■ **Problem requirements**
Copy the entries below exactly. Images do not belong in the copy.

■ **Image-backed grounding data**
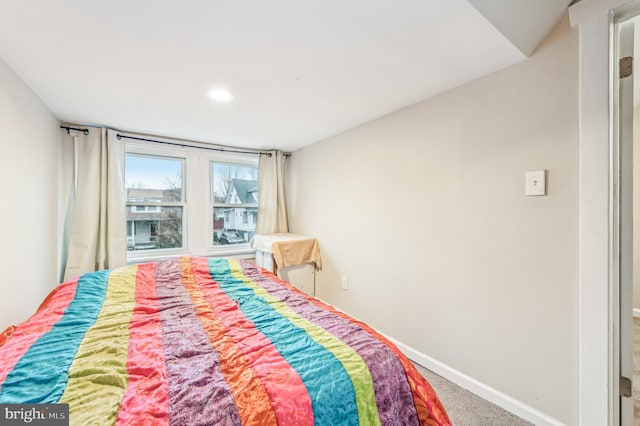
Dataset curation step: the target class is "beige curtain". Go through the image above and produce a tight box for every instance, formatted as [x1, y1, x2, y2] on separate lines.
[63, 127, 126, 281]
[256, 150, 289, 234]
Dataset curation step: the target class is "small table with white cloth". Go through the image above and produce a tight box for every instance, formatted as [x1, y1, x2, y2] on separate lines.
[251, 233, 321, 296]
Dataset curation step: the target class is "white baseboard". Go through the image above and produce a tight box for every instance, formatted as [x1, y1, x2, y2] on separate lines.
[318, 298, 563, 425]
[634, 308, 640, 318]
[383, 335, 565, 426]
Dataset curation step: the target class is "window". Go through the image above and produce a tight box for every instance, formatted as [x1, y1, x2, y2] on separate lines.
[212, 162, 259, 246]
[133, 205, 161, 213]
[125, 154, 184, 252]
[125, 139, 258, 260]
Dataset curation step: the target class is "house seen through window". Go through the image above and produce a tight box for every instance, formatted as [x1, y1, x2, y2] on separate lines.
[125, 154, 184, 252]
[212, 162, 258, 246]
[124, 143, 259, 258]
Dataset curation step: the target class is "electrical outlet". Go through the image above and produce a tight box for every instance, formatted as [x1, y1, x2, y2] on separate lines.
[341, 276, 349, 290]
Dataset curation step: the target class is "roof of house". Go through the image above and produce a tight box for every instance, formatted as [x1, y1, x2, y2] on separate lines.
[227, 179, 258, 204]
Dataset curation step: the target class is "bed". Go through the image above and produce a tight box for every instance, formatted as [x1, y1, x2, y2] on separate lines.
[0, 256, 450, 425]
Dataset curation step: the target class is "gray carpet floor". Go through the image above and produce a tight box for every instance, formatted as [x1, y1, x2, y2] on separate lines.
[413, 363, 532, 426]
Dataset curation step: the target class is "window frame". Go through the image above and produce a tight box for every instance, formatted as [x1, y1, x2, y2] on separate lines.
[210, 161, 259, 251]
[125, 146, 189, 261]
[124, 138, 259, 262]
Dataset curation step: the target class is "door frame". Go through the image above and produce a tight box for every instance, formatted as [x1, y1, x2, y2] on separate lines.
[615, 17, 634, 426]
[570, 0, 636, 424]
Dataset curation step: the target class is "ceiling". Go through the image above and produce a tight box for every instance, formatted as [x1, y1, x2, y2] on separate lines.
[0, 1, 571, 151]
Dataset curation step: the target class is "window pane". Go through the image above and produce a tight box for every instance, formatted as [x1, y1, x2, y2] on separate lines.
[126, 154, 183, 202]
[213, 207, 256, 245]
[212, 163, 258, 205]
[126, 206, 183, 251]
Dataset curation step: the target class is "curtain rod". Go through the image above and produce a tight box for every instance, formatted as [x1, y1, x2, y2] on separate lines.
[116, 134, 274, 157]
[60, 125, 291, 158]
[60, 125, 89, 135]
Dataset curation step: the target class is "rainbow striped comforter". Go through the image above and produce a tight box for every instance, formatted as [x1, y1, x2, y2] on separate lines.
[0, 257, 450, 425]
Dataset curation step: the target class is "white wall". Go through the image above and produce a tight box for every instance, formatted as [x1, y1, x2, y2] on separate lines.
[287, 15, 577, 425]
[0, 58, 61, 330]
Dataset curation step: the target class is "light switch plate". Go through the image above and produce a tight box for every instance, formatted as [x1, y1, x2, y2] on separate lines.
[341, 276, 349, 290]
[525, 170, 546, 196]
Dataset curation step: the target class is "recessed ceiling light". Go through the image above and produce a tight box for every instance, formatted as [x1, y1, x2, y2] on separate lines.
[208, 88, 234, 102]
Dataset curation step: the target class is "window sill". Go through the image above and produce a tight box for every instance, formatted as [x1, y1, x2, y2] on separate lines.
[127, 248, 256, 265]
[206, 247, 256, 258]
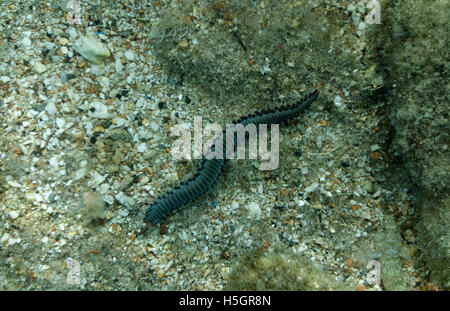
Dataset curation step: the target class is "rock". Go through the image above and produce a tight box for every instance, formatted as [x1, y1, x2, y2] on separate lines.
[88, 101, 110, 119]
[59, 37, 69, 45]
[109, 128, 131, 141]
[246, 201, 262, 219]
[305, 182, 318, 193]
[67, 27, 78, 40]
[115, 59, 123, 73]
[358, 22, 367, 31]
[115, 192, 135, 207]
[124, 50, 135, 61]
[370, 144, 380, 151]
[404, 229, 415, 244]
[316, 135, 323, 148]
[59, 0, 72, 12]
[312, 203, 323, 210]
[82, 191, 106, 221]
[301, 167, 308, 175]
[45, 41, 55, 50]
[368, 1, 449, 289]
[0, 76, 11, 83]
[0, 233, 10, 244]
[22, 36, 32, 47]
[8, 210, 19, 219]
[178, 40, 189, 48]
[137, 142, 147, 153]
[33, 61, 47, 74]
[149, 121, 159, 132]
[73, 34, 110, 64]
[46, 102, 57, 115]
[361, 180, 373, 193]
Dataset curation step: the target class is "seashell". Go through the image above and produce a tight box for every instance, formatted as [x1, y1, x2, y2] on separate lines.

■ **Response to the exercise**
Dataset curation step: the target class is "beige curtain". Go through the image above and produce a tight box for every instance, formatted as [x1, y1, x2, y2] on separate lines.
[63, 127, 126, 281]
[256, 150, 289, 234]
Dataset curation step: the target class is "small table with white cloth". Go through the image above and produce a tight box for every instance, formatted as [x1, y1, x2, y2] on separate lines.
[251, 233, 321, 296]
Dataset curation step: the target class is "white baseboard". Go through the image above and produce a tight box for every instance, formatted as [x1, y1, x2, y2] on separate lines.
[318, 298, 563, 425]
[634, 308, 640, 318]
[383, 335, 565, 426]
Dataset curation step: the target class is "window". Go through the image above and produce a tight box for every instance, formatted as [x1, y1, x2, y2] on separate lines.
[212, 162, 259, 246]
[133, 205, 161, 213]
[125, 154, 184, 252]
[125, 139, 258, 260]
Dataset curation step: the target class is "house seen through window". Go through the image above and produce a tight box for every instance, formatted as [x1, y1, x2, y2] on separate lines.
[125, 154, 184, 252]
[212, 162, 258, 246]
[124, 143, 259, 258]
Dataset curation step: the target class is "electrical outlet". Go through the image above and produce a tight box for every instance, formatted as [x1, y1, x2, y2] on separate lines.
[341, 276, 349, 290]
Dataset curation step: the target class is "roof of house". Go through the image above and produce a tight box for every instance, formatted as [x1, y1, x2, y2] on separate lines.
[227, 179, 258, 204]
Dataset curation step: the target class is "bed". Go through the image above and produce a tight box for every instance, formatted as [x1, y1, x2, y2] on separate lines.
[0, 256, 450, 425]
Dataset curation step: the target class is "gray carpet floor". Go through the image above and produce a tight box for every instance, formatted as [x1, y1, x2, y2] on separate lines.
[413, 363, 532, 426]
Dataset curation step: the target class is "window frame". Go through the image above and produce a tight box for every instance, formatted as [x1, y1, x2, y2] on separate lines.
[210, 161, 259, 251]
[125, 146, 189, 261]
[124, 138, 259, 262]
Dataset curation step: the target class is "door frame". Go through the image above and produce a tight box for every instance, formatted as [x1, y1, x2, y2] on separate lines.
[615, 17, 634, 426]
[570, 0, 636, 424]
Dataset curation step: the target class is "ceiling". Go through the image above and produce a tight box for every instance, formatted as [x1, y1, x2, y2] on separate lines.
[0, 1, 571, 151]
Dataset curation step: the target class is "window pane". Go through the image above and produce a tight box for every instance, formatted as [x1, y1, x2, y2] on separate lines.
[126, 154, 183, 202]
[213, 207, 256, 245]
[212, 163, 258, 205]
[126, 206, 183, 251]
Dataset curation step: the target class is "curtain rod". Go through the image above and produce a tight box for every instance, formatted as [x1, y1, x2, y2] on separate lines.
[116, 134, 274, 157]
[60, 125, 291, 158]
[60, 125, 89, 135]
Dataset curation step: the target class is "rainbow striped comforter". Go through the image above and produce a tight box for every instance, formatted as [x1, y1, x2, y2] on separate lines.
[0, 257, 450, 425]
Dataset curation step: the target class is "white wall". Go through the image above and produce a tight box for every instance, formatted as [x1, y1, x2, y2] on separate lines.
[287, 15, 577, 425]
[0, 58, 61, 330]
Dataset curation step: the target class is "light switch plate". Go through the image above and produce a tight box for every instance, formatted as [x1, y1, x2, y2] on separate lines.
[341, 276, 349, 290]
[525, 170, 546, 196]
Dataset curation step: the target class is "recessed ceiling light". Go through the image above and produce a tight box for every instance, formatted as [x1, y1, x2, y2] on separate lines.
[208, 88, 234, 102]
Dataset curation step: the target class is "window sill". Go through the image above and produce a tight box for every instance, formatted as [x1, y1, x2, y2] on separate lines.
[127, 248, 256, 265]
[206, 247, 256, 258]
Dataset curation step: the target class is "rock". Go through the image above and produce a tight box for every instance, formatted as [x1, y1, x2, y2] on separate lines.
[88, 101, 110, 119]
[59, 37, 69, 45]
[109, 128, 131, 141]
[246, 201, 262, 219]
[305, 182, 318, 193]
[67, 27, 78, 40]
[115, 59, 123, 73]
[358, 22, 367, 31]
[115, 192, 135, 207]
[124, 50, 135, 61]
[370, 144, 380, 151]
[404, 229, 415, 244]
[316, 135, 323, 148]
[59, 0, 72, 12]
[312, 203, 323, 210]
[82, 191, 106, 221]
[301, 167, 308, 175]
[45, 41, 55, 50]
[368, 1, 449, 289]
[0, 76, 11, 83]
[0, 233, 10, 244]
[22, 36, 32, 47]
[8, 210, 19, 219]
[178, 40, 189, 48]
[137, 142, 147, 153]
[33, 61, 47, 74]
[149, 121, 159, 132]
[73, 34, 110, 64]
[46, 102, 57, 115]
[361, 180, 373, 193]
Dataset curation step: the target class is "seashell". Go through the image above and produce a tight box for every instance, formatted as [x1, y1, x2, y2] on separate lines.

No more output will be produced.